What is needed: Rewrite the lines below with "rolled-up shirt sleeve" renamed to "folded cuff" throughout, keeping everything else identical. Omit the pictures from your output.
>> start Task material
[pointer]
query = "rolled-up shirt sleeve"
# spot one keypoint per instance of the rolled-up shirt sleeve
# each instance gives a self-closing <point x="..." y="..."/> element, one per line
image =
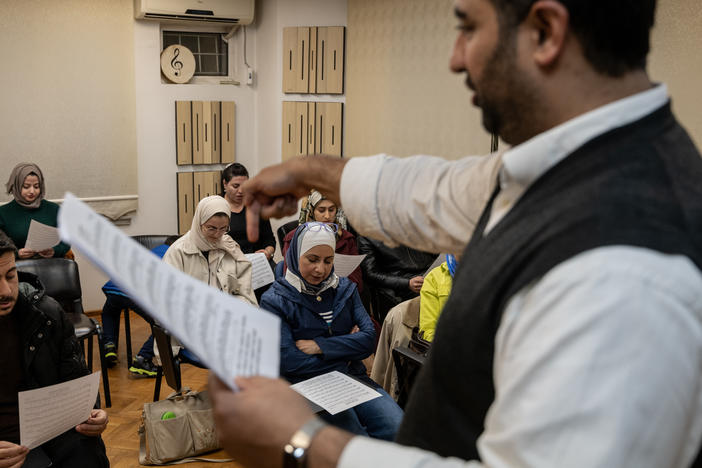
>> end Task material
Exercise output:
[pointer]
query = "folded cuff"
# spot one keypoint per instance of the folded cuff
# each instance gives a self-closing <point x="..." y="..."/> element, one per line
image =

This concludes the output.